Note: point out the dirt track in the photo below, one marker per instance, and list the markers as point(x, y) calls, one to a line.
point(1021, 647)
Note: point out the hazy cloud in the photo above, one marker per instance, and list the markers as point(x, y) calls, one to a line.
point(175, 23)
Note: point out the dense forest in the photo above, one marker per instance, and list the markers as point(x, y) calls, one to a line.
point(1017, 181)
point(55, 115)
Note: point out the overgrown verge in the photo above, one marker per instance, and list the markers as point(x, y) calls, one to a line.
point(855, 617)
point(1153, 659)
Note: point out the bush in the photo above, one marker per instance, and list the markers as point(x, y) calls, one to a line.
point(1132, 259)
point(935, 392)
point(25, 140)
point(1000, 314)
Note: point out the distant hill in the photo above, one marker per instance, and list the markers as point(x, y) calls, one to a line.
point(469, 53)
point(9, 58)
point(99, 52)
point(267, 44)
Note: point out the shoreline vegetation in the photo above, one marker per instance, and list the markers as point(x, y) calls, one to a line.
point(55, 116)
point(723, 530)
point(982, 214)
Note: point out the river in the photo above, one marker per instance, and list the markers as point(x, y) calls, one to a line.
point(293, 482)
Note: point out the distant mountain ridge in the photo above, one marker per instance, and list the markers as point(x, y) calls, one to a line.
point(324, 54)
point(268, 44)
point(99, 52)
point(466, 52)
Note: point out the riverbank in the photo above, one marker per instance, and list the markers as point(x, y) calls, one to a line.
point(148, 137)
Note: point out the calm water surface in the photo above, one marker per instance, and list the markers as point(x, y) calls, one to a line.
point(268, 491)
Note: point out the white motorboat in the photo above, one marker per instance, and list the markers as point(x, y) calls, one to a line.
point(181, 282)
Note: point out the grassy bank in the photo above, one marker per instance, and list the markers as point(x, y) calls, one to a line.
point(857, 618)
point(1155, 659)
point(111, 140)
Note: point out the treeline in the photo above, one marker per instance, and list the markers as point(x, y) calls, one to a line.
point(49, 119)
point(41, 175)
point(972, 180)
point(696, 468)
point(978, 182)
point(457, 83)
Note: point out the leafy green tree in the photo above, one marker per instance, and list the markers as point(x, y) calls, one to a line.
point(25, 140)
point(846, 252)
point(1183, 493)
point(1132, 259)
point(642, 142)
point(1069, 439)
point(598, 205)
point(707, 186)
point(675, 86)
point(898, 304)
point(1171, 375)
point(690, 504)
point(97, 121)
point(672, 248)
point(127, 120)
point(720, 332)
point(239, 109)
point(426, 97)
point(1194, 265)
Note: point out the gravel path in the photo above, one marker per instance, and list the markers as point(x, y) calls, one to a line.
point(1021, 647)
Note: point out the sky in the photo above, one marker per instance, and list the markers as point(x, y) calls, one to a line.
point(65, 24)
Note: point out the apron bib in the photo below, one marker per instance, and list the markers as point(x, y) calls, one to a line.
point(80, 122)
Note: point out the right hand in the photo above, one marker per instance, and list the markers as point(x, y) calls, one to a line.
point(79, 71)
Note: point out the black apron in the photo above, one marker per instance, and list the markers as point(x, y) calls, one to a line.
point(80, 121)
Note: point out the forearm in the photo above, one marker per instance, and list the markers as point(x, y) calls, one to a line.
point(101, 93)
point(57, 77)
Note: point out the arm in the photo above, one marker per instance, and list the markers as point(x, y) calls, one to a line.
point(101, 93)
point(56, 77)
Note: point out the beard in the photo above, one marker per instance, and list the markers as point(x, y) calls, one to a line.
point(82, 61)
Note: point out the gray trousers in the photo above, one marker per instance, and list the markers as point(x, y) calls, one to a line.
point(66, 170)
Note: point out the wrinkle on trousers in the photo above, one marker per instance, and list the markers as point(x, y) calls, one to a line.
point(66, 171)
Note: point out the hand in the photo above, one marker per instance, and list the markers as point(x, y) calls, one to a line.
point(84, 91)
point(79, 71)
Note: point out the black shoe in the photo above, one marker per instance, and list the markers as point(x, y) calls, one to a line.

^^^^

The problem - Full transcription, please: every entry, exactly as written.

Answer section -
Note: point out the dirt track in the photo below, one marker per instance, and list the markers as point(x, y) calls, one to a line.
point(1021, 647)
Note: point out the hazy cloud in the photo above, one marker per instance, and list the markers as point(x, y) calls, one to a line.
point(175, 23)
Note: point out the dense forest in the photo above, one marker per instance, and list the markers as point(x, y) calls, one to a line.
point(1017, 181)
point(55, 115)
Note: point out the overgrown verge in the photo above, one marker per instance, and list the markers as point(x, y) calls, one to a line.
point(855, 617)
point(1153, 659)
Note: point out the bush in the photo above, one marker per instance, and list the markers as point(x, y) calls, one to a line.
point(1132, 259)
point(935, 392)
point(25, 140)
point(1000, 314)
Note: point out the distant hill in the photo above, one marker per instance, and list the markers as point(x, y) calls, one to a line.
point(469, 53)
point(9, 58)
point(99, 52)
point(267, 44)
Note: point out the shoreline vegetation in the photo above, one marker per instance, and list the markers as point(x, y) calls, one to a line.
point(55, 116)
point(723, 530)
point(982, 214)
Note: point out the river in the photo above, one marker per instance, and list the markers as point(x, y) calls, one to a line.
point(293, 482)
Note: point out the distant mountain ridge in the photo above, one marker per instance, and list the markers as point(x, y) calls, one to a line.
point(324, 54)
point(268, 44)
point(99, 52)
point(466, 52)
Note: point out the riverbank in the photo above, one marker per instance, and list the markers as point(x, y) calls, one to a line.
point(148, 137)
Note: point out the calm water surface in the photo above, one marker per instance, and list the markers as point(x, y) calls, one to a line.
point(268, 491)
Note: point out the white motorboat in the photo above, one marker per instance, and list the markers as point(x, y) calls, one to a line.
point(181, 282)
Note: point out the grassy bank in the photo above, one marker per instance, and list the markers as point(x, y) calls, one to a line.
point(857, 618)
point(1155, 659)
point(111, 140)
Note: point out the treeline in the photo above, one marker per instance, and list the markers as point(x, y) calls, one to a line.
point(49, 119)
point(41, 175)
point(972, 180)
point(696, 468)
point(978, 182)
point(457, 83)
Note: point out the leafy green tree in the photo above, one marker per instance, and list the markers as point(x, y) calls, one to a line.
point(25, 140)
point(846, 252)
point(1183, 493)
point(1132, 259)
point(642, 142)
point(1069, 439)
point(598, 205)
point(707, 186)
point(675, 86)
point(898, 304)
point(1171, 375)
point(690, 504)
point(97, 121)
point(672, 248)
point(127, 120)
point(720, 332)
point(239, 109)
point(426, 97)
point(1194, 265)
Note: point out the gravel path in the photo above, one marker per instance, and list the markers as point(x, y) calls, one to a line.
point(1021, 647)
Note: point out the sky in the photo above, one marker per instance, and list the markers as point(x, y) calls, one to a line.
point(65, 24)
Note: point out the apron bib in the photo below, one marker per instance, and list the markers as point(x, y) calls, one to a line.
point(80, 122)
Note: point out the right hand in the photo above, one marker per instance, and list the markers as point(x, y) calls, one to a line.
point(79, 71)
Note: point out the black apron in the photo above, one marker per instance, and list the markers as point(x, y) calls, one to a line.
point(80, 121)
Note: point out the forearm in the photo above, one marker per instance, and list the markers as point(x, y) calls, one to a line.
point(101, 93)
point(57, 77)
Note: point out the arm in the photo above, one marker per instance, and list the markers as point(x, y) calls, one to a line.
point(101, 93)
point(56, 77)
Note: point out the beard in the photo above, one marker per instance, and list the markers as point(x, y) calls, one to a line.
point(82, 61)
Note: point out the gray trousers in the photo above, one marker per instance, and list the markers as point(x, y) calls, one to a line.
point(66, 170)
Note: point out the wrinkle on trousers in the photo above, one marker per instance, and list the markers as point(x, y) calls, one to a line.
point(66, 171)
Note: point out the hand in the photo above, one marker per instance, and list the markers as point(x, y) calls, one to a line.
point(84, 91)
point(79, 71)
Note: point out the black shoe in the photo above, one marker per instance, and list the markers as point(x, y) calls, one to a line.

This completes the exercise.